Given records

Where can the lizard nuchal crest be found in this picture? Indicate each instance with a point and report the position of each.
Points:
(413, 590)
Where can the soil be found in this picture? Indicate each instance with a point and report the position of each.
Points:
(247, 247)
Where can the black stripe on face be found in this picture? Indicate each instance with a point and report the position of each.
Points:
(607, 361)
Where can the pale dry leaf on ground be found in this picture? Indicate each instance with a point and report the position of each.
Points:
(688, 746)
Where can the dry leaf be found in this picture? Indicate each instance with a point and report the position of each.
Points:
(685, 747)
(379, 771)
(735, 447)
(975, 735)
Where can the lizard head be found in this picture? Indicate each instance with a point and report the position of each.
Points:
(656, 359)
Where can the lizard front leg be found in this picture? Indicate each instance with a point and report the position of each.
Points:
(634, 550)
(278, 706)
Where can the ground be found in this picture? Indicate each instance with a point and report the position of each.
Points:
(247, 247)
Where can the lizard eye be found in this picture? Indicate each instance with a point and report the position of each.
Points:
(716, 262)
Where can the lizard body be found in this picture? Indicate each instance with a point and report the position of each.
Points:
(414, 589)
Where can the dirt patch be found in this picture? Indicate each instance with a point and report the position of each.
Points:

Written task
Starting with the line that contains "Where can the lizard head" and going on through the last line of the data above, format those lines as a JSON list of strings with one string per line. Leave out any blank lines.

Response below
[
  "Where can the lizard head be found in this picture? Indicate each instance with a point and report the position of each.",
  "Points:",
  "(656, 359)",
  "Where can the lizard front leg be found in this picture? Indicate each instance with a point and report the position of each.",
  "Points:",
  "(634, 550)",
  "(278, 706)",
  "Where can the ground be found in this picture? Indicate each instance with a point and report the position of each.",
  "Points:",
  "(247, 247)",
  "Where can the lizard eye be found in this picture? Indicate each instance with a point and report the position of each.",
  "Points:",
  "(716, 262)",
  "Where can the lizard body be found in this picture? Indicate each instance with a point and report the position of each.",
  "Points:",
  "(414, 589)",
  "Where can the dirt patch be found in this picture? Indicate each instance with a point and report the position of each.",
  "Points:"
]